**Aim:**
Retype the full set of records. Keep every character identical.

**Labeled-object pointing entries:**
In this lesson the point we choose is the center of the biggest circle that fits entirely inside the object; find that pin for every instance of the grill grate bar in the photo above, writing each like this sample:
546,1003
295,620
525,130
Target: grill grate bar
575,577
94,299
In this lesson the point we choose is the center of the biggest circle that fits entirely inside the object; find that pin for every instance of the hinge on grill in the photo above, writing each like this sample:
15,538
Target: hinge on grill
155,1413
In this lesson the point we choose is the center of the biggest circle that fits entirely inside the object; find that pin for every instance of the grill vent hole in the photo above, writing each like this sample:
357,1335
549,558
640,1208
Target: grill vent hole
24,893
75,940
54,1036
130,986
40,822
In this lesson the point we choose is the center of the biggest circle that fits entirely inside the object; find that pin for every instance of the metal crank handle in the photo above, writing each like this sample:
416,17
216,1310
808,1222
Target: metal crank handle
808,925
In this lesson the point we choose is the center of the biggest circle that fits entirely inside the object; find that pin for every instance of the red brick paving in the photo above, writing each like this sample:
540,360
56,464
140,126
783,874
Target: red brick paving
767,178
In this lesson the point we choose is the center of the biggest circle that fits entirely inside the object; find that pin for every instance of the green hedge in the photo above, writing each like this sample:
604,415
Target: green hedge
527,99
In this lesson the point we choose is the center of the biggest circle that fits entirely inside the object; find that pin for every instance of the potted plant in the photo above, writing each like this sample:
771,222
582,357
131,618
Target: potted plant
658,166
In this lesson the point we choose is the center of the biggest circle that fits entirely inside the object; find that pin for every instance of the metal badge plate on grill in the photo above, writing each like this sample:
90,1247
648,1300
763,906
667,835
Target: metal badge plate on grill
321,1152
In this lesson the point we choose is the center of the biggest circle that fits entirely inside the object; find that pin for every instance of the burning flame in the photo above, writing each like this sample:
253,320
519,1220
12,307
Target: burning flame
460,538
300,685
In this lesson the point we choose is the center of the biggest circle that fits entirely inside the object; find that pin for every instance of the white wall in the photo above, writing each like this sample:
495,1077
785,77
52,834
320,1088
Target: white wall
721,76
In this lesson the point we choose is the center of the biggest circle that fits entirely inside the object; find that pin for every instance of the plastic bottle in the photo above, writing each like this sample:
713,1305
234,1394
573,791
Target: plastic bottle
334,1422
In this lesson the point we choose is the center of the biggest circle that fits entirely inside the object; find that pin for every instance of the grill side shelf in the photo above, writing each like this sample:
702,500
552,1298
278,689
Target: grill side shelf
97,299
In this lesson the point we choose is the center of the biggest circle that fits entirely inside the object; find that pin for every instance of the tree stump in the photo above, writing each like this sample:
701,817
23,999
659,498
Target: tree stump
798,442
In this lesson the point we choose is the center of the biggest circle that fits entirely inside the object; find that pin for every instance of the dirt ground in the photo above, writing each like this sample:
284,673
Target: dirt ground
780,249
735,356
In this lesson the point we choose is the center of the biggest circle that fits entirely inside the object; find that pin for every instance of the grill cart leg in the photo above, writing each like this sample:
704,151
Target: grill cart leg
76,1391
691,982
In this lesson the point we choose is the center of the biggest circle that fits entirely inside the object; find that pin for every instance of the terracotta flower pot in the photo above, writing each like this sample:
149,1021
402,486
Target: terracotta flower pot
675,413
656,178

**Completed task:**
In this lesson the point we choose is the center of the biggest circle that fits entirely inside the object; find that pin for every instance of the grill grate bar in the photo above, writing each like this sample:
546,1003
295,620
525,130
Target: grill grate bar
575,577
94,299
In this lesson the point we choose is the center of the biggest circle that fits entirely inside the object; find that pin for every instance of the hinge on grill in the photo above, writing each like this sample:
15,538
Target: hinge on grill
155,1413
In this lesson the point we choose is the center of the biggest circle that fits entirely inside the object; find that pin for every instance of the grill vent hole in the photo above, writing each like this sample:
357,1335
549,558
640,1208
Target: grill vent hole
24,893
75,940
54,1036
130,986
40,822
In this lesson the point we choose is the center of the biggest circle that fits entirely inside the object; find that pin for every instance of the metal crank handle in the photo above, writing each like this sample:
416,17
216,1310
808,1222
Target: metal crank handle
808,925
In this lesson the point we choose is the center of the biggest circle that fits entirely inside the object; find that pin for every instance of the red brick paving in the photo above, writing each like this sample:
540,360
56,464
140,126
783,874
Target: red brick paving
767,178
In this lesson the point we choose is the center of the biggest circle that fits entirely inside the object; find that pin for every instance of the green hedge in the photo above, writing each like this sample:
604,415
Target: green hedge
527,99
In this lesson the point we choose is the center of the biggest circle that fits entirely inside the object; find that pin for every instance of the potted plant in the photo above, writing each like this sample:
771,222
582,357
131,618
Target: potted plant
658,166
In this lesson the point we choose is the center of the biggest circle that fits entirely inside the object; find that pin for every instance of the metal badge plate on grill in the photo above, writing each like this sample:
90,1247
648,1300
763,906
667,835
Target: metal badge plate on grill
321,1152
In this lesson the point we choose is the center of the biggest circle that fits entirely inside the object; find that pin for every instance of the burning flame in the photo above, writing each like this sample:
253,320
519,1220
12,307
Target: burning flame
460,538
300,685
In this lesson the point we choose is the center of the biggest circle that fits entirely inside the object; find that pin for every instance of the white wall in the photo above, writing each like this sample:
495,1077
785,77
52,834
320,1088
Target: white wall
721,76
In this lesson the point we choose is the center of the biggest circle that fits entirely inside the object; find that pin for every instance of the plastic bottle in the photo above, writing each like this sample:
713,1305
234,1394
573,791
Target: plastic bottle
334,1422
In this lesson the point we choose is the center of the biggest circle that fits entirely inside the object; find that pin for every instance of the grill side shelf in the photo above, writing each like this sample:
702,500
552,1298
278,689
Target: grill side shelf
97,299
In this lesson the point we choose is the center of the biggest circle that fits entirely inside the object; find that pin for every instance of the tree stump in the photo above, writing each like this sample:
701,817
23,999
659,498
Target: tree stump
798,442
In this lesson the point we choose is the center of the biggest circle that fits entirely inside the object; find that pin for every instance of the dirt ground in the photo above, writing each like this sample:
284,673
Target: dirt ground
780,249
735,356
In this lesson the point we choose is the center of the biggest circle that fits entirely inside the object; find that pin for every instance of the grill cart leg in the photo above, writing each like this sample:
704,151
Target: grill cart leg
76,1391
691,982
In this lesson the point we choose is the center of the biggest circle that fits entirely inside the object; find that pin for every instance of the terracotta flower pot in the photo above, writing each like this sample:
149,1021
402,486
Target: terracotta flower pot
675,413
656,178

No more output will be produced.